TASK BRIEF = Would you copy the line that includes "Query: window" and every line that follows it, down to the last line of the listing below, exactly as they stand?

EXTRACTED DATA =

------------------------

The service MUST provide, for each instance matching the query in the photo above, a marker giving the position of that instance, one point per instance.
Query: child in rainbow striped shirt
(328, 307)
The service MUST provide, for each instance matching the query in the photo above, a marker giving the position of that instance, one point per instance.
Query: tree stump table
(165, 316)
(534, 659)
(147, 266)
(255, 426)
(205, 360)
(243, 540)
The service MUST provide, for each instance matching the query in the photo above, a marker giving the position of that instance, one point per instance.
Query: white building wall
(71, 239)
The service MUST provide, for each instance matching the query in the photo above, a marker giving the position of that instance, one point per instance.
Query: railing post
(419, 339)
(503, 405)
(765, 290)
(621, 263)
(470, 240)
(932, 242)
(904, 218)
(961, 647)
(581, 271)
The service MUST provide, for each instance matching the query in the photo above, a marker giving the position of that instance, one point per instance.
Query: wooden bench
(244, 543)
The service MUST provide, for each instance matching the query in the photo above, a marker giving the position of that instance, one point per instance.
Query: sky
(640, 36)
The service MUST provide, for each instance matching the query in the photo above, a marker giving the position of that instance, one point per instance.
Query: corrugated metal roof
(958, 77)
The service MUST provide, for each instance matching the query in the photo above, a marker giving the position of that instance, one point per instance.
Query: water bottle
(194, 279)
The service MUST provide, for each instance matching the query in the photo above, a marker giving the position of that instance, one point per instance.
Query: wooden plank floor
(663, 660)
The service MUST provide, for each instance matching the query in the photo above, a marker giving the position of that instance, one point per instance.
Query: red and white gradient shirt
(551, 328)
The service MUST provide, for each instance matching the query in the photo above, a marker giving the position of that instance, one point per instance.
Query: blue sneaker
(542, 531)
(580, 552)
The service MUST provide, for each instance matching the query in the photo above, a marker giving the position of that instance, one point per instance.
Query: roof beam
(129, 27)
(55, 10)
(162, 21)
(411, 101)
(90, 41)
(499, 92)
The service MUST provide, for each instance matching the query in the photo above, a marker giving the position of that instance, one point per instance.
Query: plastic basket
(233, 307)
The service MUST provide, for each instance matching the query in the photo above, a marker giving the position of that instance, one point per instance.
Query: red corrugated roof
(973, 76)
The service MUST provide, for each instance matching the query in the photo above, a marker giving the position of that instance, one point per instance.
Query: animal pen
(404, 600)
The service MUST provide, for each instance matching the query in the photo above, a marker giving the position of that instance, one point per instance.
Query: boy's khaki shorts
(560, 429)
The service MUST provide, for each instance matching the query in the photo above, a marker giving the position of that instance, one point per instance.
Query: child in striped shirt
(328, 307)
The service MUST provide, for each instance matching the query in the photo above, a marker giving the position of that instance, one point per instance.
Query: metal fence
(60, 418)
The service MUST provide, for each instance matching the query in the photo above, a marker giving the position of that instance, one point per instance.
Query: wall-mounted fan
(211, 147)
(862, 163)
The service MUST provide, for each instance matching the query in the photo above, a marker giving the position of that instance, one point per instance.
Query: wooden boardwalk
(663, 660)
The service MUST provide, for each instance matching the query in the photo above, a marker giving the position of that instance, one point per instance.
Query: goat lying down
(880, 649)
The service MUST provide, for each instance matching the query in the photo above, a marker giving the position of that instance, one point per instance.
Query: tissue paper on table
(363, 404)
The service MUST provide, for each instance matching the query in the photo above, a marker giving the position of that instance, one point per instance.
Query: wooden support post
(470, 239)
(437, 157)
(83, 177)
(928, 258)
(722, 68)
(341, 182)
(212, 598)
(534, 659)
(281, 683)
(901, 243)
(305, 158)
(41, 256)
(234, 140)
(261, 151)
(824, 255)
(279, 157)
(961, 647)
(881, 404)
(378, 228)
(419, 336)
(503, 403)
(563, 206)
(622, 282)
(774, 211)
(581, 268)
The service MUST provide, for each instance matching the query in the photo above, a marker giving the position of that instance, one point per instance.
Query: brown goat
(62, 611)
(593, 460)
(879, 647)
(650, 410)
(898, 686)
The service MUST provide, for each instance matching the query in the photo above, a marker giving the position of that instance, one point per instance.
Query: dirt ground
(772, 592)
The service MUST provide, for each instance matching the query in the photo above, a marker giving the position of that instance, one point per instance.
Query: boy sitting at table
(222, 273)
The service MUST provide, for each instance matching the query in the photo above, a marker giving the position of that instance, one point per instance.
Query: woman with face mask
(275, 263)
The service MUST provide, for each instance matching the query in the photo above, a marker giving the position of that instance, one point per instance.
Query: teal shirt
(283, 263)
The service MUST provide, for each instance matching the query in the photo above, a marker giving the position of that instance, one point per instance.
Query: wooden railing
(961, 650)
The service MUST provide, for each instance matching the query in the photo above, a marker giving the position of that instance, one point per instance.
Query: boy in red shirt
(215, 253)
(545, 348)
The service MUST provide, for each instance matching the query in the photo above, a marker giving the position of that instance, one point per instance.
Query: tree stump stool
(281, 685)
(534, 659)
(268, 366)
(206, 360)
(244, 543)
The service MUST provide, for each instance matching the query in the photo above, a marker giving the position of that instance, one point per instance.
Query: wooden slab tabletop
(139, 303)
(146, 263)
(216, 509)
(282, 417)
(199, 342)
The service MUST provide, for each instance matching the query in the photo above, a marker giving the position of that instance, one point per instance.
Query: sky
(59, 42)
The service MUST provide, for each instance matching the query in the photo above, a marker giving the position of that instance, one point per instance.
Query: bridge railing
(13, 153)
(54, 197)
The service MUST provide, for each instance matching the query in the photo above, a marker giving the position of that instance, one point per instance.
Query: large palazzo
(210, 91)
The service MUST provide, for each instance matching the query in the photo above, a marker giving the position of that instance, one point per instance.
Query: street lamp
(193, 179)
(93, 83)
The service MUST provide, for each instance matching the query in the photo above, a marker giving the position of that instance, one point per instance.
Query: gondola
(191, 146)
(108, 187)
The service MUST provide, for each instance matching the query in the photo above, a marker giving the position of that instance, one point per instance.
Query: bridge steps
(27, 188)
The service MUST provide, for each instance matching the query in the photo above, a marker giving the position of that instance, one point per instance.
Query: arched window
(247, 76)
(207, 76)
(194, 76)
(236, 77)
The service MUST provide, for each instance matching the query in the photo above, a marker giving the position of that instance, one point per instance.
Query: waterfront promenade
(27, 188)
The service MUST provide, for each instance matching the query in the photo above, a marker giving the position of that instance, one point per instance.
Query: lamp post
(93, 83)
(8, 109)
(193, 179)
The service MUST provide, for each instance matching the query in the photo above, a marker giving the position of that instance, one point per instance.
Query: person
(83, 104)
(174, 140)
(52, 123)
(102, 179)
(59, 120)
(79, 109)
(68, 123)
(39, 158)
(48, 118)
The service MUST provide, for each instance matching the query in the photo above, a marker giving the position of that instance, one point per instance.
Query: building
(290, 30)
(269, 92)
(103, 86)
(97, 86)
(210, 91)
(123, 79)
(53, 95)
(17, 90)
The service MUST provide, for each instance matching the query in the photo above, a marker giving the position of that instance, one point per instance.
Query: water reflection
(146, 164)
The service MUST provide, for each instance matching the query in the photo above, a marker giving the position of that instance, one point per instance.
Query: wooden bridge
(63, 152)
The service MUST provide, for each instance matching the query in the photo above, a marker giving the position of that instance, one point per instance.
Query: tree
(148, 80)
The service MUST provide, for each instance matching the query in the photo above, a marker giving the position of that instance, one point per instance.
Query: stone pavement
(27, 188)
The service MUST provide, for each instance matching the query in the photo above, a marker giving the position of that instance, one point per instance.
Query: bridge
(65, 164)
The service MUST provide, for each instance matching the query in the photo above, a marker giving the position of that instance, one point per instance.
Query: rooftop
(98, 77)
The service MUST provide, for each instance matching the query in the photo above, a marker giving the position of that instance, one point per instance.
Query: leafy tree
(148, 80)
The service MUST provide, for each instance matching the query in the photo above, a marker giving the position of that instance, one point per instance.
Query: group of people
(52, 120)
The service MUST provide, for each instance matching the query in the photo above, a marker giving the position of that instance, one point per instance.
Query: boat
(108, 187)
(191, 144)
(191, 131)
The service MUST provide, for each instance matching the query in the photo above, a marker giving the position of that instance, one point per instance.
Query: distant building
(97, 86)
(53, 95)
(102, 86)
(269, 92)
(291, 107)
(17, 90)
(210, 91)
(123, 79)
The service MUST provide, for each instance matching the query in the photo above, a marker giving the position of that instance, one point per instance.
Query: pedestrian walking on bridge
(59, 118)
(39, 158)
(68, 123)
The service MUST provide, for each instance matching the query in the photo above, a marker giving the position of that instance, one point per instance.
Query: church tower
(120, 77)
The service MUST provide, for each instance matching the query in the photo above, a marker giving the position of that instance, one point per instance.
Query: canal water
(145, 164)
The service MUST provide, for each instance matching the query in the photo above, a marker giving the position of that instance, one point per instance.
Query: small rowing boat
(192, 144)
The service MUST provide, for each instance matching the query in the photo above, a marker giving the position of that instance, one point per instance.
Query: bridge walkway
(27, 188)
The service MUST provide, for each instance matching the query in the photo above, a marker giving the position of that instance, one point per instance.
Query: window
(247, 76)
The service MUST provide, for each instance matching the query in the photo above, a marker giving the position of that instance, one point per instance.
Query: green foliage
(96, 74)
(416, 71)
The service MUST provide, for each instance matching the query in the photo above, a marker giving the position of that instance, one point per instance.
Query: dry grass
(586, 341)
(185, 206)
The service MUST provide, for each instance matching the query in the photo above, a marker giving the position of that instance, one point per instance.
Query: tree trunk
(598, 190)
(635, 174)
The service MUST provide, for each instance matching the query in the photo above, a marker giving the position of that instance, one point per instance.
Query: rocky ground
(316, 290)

------------------------

TASK OUTPUT =
Query: window
(247, 76)
The service MUST provide, for each instance matching the query in the photo above, a marker giving the position of that instance, one point per instance.
Query: green foliage
(96, 74)
(416, 71)
The service MUST provide, for each instance matching the query in the photo above, a marker giving the position of that instance, one point per instance.
Query: dry grass
(586, 341)
(185, 206)
The service MUST provide, for each instance matching the query in the photo above, a marker giving the position of that instance, one point per instance.
Query: tree trunk
(598, 190)
(635, 174)
The service MUST provide, for each instance matching the query in the photo above, a marker giving the position of that instance, one point per instance.
Query: rocky ground
(316, 290)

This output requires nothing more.